# Reading text

(begin)

AlignPose: Generalizable 6D Pose Estimation via Multi-view Feature-metric Alignment¶

Conference: CVPR2026
arXiv: 2512.20538
Code: https://mikestikova.github.io/alignpose/ (Project Page)
Area: 3D Vision / 6D Object Pose Estimation
Keywords: Multi-view Pose Estimation, Feature-metric Refinement, Training-free Generalization, Industrial Inspection, BOP Benchmark

TL;DR¶

AlignPose aggregates single-view object pose candidates from multiple calibrated RGB views into a single candidate using 3D NMS. It then employs a multi-view feature-metric refinement that simultaneously minimizes the discrepancy between online rendered features and observed image features across all views to solve for a globally consistent world-coordinate pose. The entire process requires no object-specific training or symmetry annotations and outperforms existing methods by over 14% on industrial datasets containing textureless, reflective, and transparent objects.

Background & Motivation¶

Background: Model-based 6D object pose estimation (estimating rotation and translation in the camera/world frame given a 3D mesh) is a core component of AR, robotic grasping, and industrial inspection. Recent RGB-only learning methods (e.g., MegaPose, FoundPose, GigaPose) have achieved generalization to unseen objects by training on large-scale simulation data and leveraging features from Vision Foundation Models (DINOv2).

Limitations of Prior Work: These methods are primarily single-view, inherently suffering from three types of issues: depth scale ambiguity, cluttered occlusion, and appearance ambiguity (e.g., a cup with its handle obscured). While depth cameras provide higher precision, they fail on reflective or transparent objects and are expensive in industrial settings. Multi-view RGB should be the solution, but existing multi-view methods either impose too strong assumptions—causing them to discard valid candidates (e.g., CosyPose's RANSAC aggregation, which drops the entire object if views fail to match)—or require object-specific training (e.g., DPODv2 learns dataset-specific features over hours or days), thus losing generalizability.

Key Challenge: Achieving both "robustness from multiple views" and "training-free generalization" is difficult. Existing multi-view fusion strategies either sacrifice recall (strict geometric consistency filtering) or sacrifice generalization (learning object-specific features).

Goal: Design a multi-view 6D pose estimation method that resolves single-view depth/occlusion ambiguities without requiring any object-specific training or symmetry annotations, ensuring zero-shot availability for new objects.

Key Insight: The authors noted that "feature-metric refinement" has been proven effective in camera localization and SfM bundle adjustment—using deep features instead of photometry with non-linear solvers. AlignPose reformulates this principle for object-centric pose problems and extends it to joint multi-view optimization.

Core Idea: Using frozen foundation model features, multi-view object pose estimation is formulated as a joint multi-view feature-metric image alignment problem. It simultaneously minimizes the difference between "object features rendered online according to the current pose" and "observed image features" across all views to optimize a single consistent world-coordinate pose. Since features come from a frozen foundation model, the method generalizes naturally to new objects without training.

(end)

# Material provided
(begin)

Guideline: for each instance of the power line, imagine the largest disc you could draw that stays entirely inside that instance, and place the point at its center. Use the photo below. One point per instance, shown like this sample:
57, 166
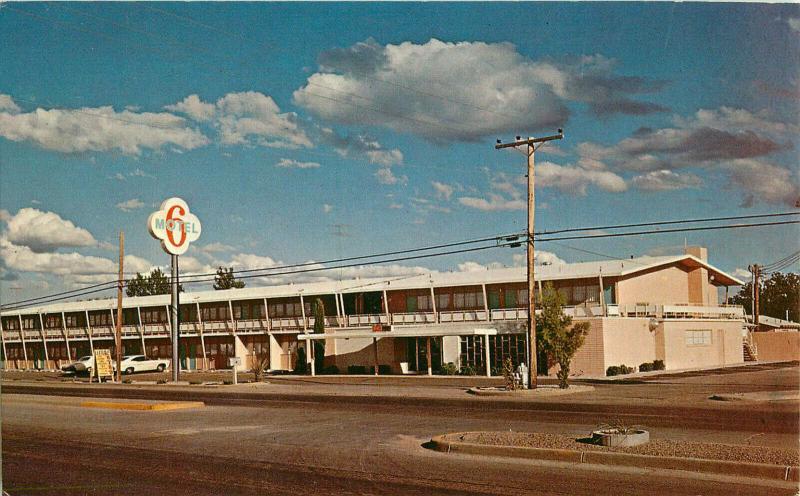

(end)

# Instruction
According to the AlignPose summary, what happens to an object under CosyPose's RANSAC aggregation when views fail to match? The listing has no connection to the AlignPose summary.

# Task response
The entire object is dropped.